(TASK REQUIREMENTS) Pull out every line of the records that contains the word "human". Case counts.

(STORED ROWS)
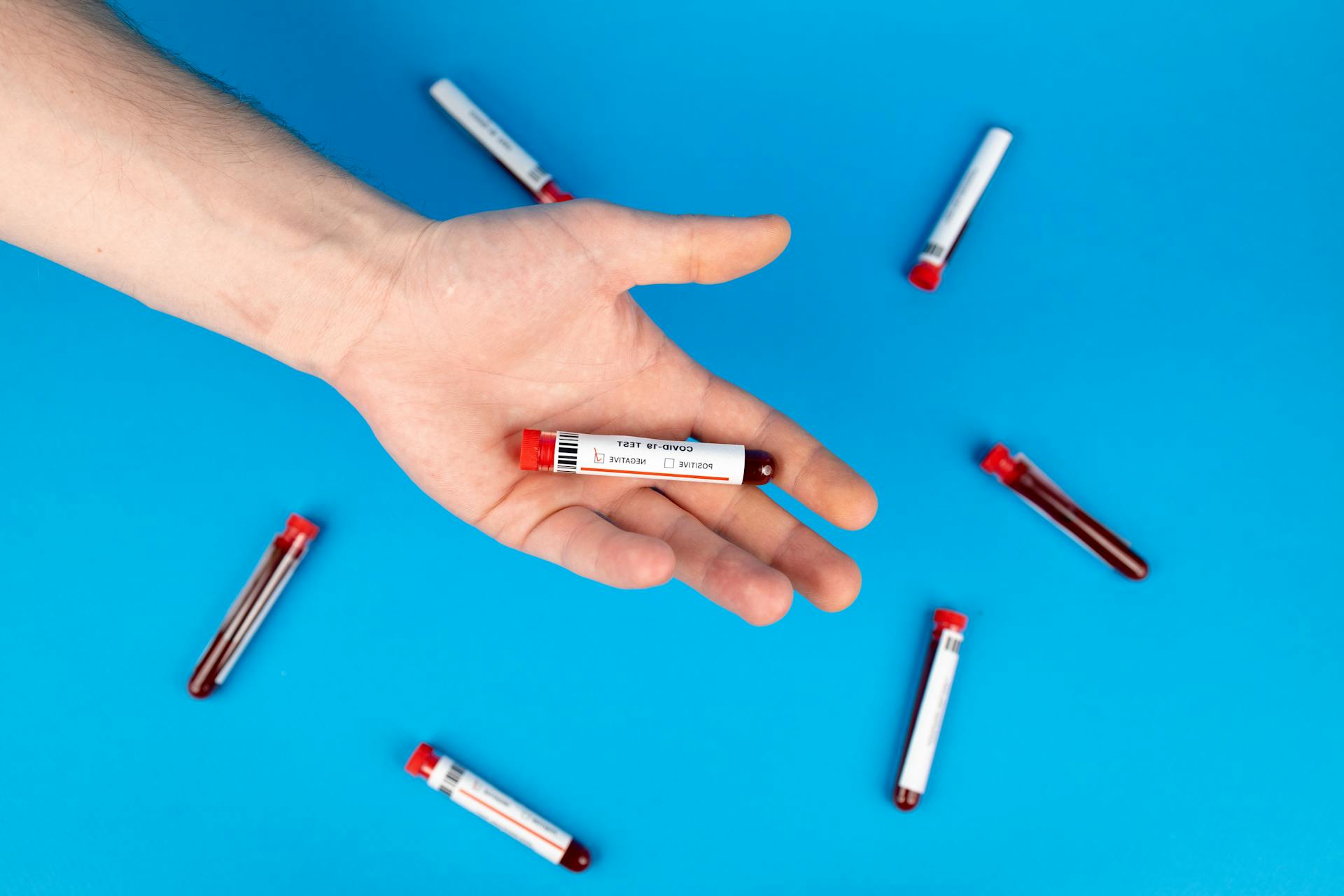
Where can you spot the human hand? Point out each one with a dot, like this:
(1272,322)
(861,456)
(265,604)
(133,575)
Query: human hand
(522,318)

==

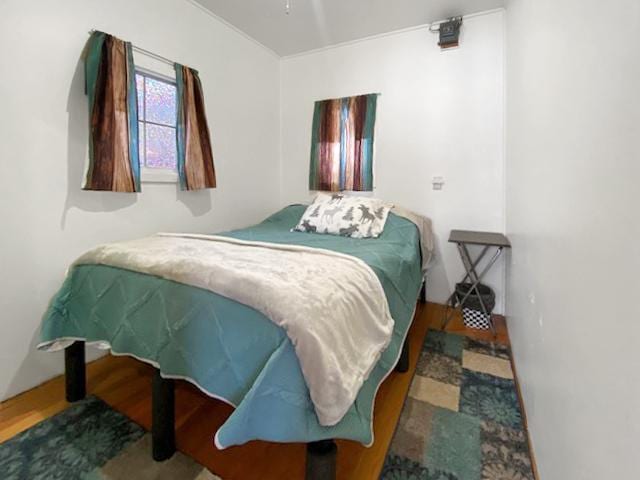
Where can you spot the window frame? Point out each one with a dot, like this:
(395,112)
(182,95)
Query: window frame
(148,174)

(FULL ANSWER)
Where can you spot the human hand? Point out each one with a dot, like this:
Query: human hand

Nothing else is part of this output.